(Source data)

★ ★ ★

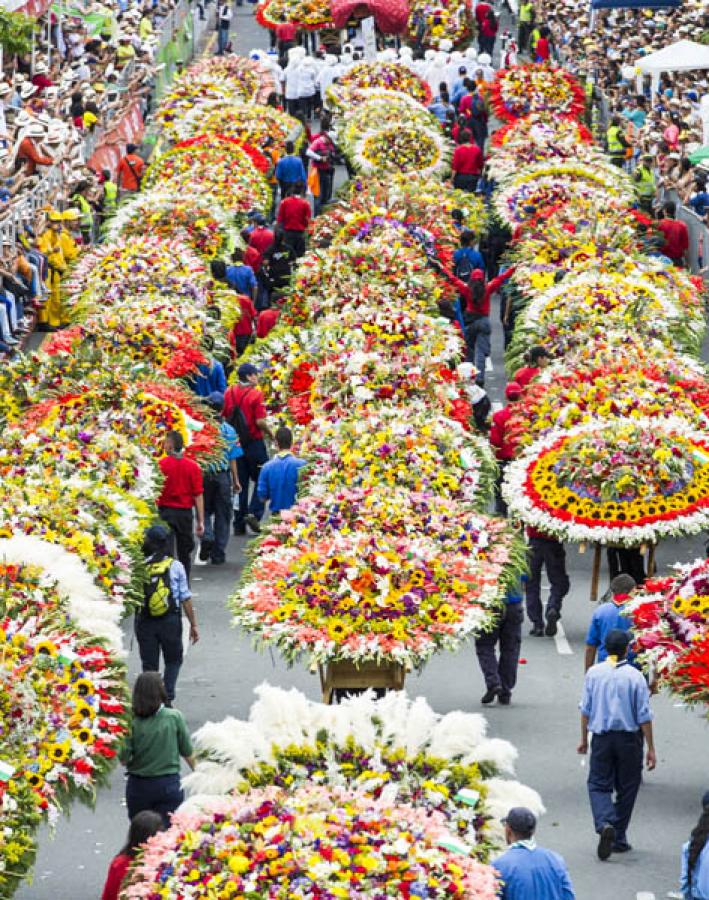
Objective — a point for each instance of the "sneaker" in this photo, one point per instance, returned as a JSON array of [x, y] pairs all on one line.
[[253, 523], [553, 617], [605, 841]]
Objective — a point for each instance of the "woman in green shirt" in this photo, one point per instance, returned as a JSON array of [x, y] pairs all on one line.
[[152, 750]]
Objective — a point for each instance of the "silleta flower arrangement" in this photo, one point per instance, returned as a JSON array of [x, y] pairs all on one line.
[[671, 630], [393, 747]]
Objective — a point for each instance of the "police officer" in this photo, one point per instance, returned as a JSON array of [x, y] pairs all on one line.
[[615, 708]]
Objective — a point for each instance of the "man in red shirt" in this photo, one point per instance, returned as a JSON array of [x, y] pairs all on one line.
[[294, 217], [181, 490], [251, 424], [467, 163], [676, 235], [243, 329], [537, 359]]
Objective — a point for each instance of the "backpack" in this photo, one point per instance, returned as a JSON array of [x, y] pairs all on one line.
[[158, 598], [239, 424]]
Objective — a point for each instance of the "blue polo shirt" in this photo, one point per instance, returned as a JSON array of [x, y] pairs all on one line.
[[242, 279], [615, 698], [278, 481], [533, 873], [290, 169]]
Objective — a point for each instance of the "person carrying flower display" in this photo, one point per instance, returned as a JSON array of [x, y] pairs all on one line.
[[182, 490], [245, 410], [501, 674], [545, 552]]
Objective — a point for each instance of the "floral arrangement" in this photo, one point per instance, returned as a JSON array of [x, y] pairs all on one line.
[[226, 78], [431, 23], [671, 630], [217, 166], [62, 713], [520, 90], [387, 75], [303, 843], [379, 749], [311, 15], [624, 482]]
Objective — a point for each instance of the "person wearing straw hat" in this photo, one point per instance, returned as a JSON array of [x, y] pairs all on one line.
[[49, 243]]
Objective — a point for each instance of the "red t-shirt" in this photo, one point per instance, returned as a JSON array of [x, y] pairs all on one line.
[[294, 214], [249, 399], [676, 238], [266, 321], [468, 160], [183, 482], [245, 325], [116, 873], [261, 238]]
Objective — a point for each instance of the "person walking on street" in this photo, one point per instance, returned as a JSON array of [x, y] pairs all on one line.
[[545, 552], [151, 752], [607, 617], [181, 491], [615, 708], [501, 674], [694, 878], [530, 872], [142, 826], [245, 410], [158, 623], [221, 485], [278, 481]]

★ ★ ★

* SHORT PROBLEM
Omit the pictures, then quote the rest of the material above exactly.

* TASK ANSWER
Objective — a point for each instance of the "sneaker" in this photo, one point per instance, returned as a JSON array of [x, y] pairs all on one line.
[[253, 523], [553, 617], [605, 841]]
Objective — a point for each instance of the "woman in green shirt" in this photo, one point per instance, returned as a JSON array of [x, y] pairs all on one line.
[[152, 750]]
Objective — a point for each instance of the "silleta flower arrangement" in this photo, one point per instance, returned as a JSON array of [x, y] pairs all on one line.
[[671, 630], [393, 747]]
Objective — a point for each instance of the "police officer" in this photo, one point per instance, returned as a JSON array of [x, y] pairs all on one line.
[[615, 708]]
Objective — a point for each instance of the "man in red shirt" in this photo, one point per instance, returned as a JSON array of [x, y] pairs all on one line.
[[294, 217], [181, 490], [251, 424], [467, 163], [676, 235], [243, 329], [537, 359]]
Objective — a point for each instance of the "backpack" in this photo, one point per instance, returned as a JSON array of [x, y] pairs all on one line.
[[158, 598], [239, 424]]
Objective — a point for each instance of the "blue polo shirt" in this photo, one point per instance, returned as a JSON array of [x, y] pairs all on one line.
[[242, 279], [615, 698], [278, 481], [533, 873], [290, 169]]
Objective — a point for each instance of the "person carrying flower display" in this photo, one point per instance, returned as a JSON array of [x, y] pairs all on one line.
[[182, 490], [245, 410], [501, 674], [545, 552]]
Objective — a point for each instance of the "floral arrangement" in this photo, one point per instance, returned as a JSON array of [x, y] pairs all on one line.
[[226, 78], [431, 23], [671, 630], [217, 166], [62, 713], [520, 90], [387, 75], [303, 843], [379, 749], [311, 15], [624, 482]]
Objective — a point for each instance of the "person wearing straw hat" in this photo, one point per instance, returned as a JSON array of [x, y] pairs all on one line.
[[49, 243]]
Objective — a point for each instance of the "red t-shirt" in this photo, one point per instance, returned as a JSON array of [x, y] pairs all on one line.
[[294, 214], [249, 399], [676, 238], [266, 321], [468, 160], [183, 482], [245, 325], [116, 873], [261, 238]]
Objective — a point for each instance of the "person walking on street" in this photo, one point per instance, returned as a JSON array of [x, y] pairs all on one line.
[[545, 552], [151, 752], [607, 617], [181, 491], [615, 708], [501, 674], [694, 878], [530, 872], [142, 826], [245, 410], [158, 623], [221, 485], [278, 481]]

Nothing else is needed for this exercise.